[Opening Excerpted data section]

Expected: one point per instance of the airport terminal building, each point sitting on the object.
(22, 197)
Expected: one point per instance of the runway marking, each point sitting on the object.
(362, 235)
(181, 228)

[Closing Excerpted data section]

*Description of the task*
Restate word for word the lines from the line containing "Expected: one point per instance of the runway" through the last line of the listing, inclusive, and nothing beyond them.

*Answer to this problem*
Expected: one point per instance of the runway marking, each point sitting on the object.
(362, 235)
(181, 228)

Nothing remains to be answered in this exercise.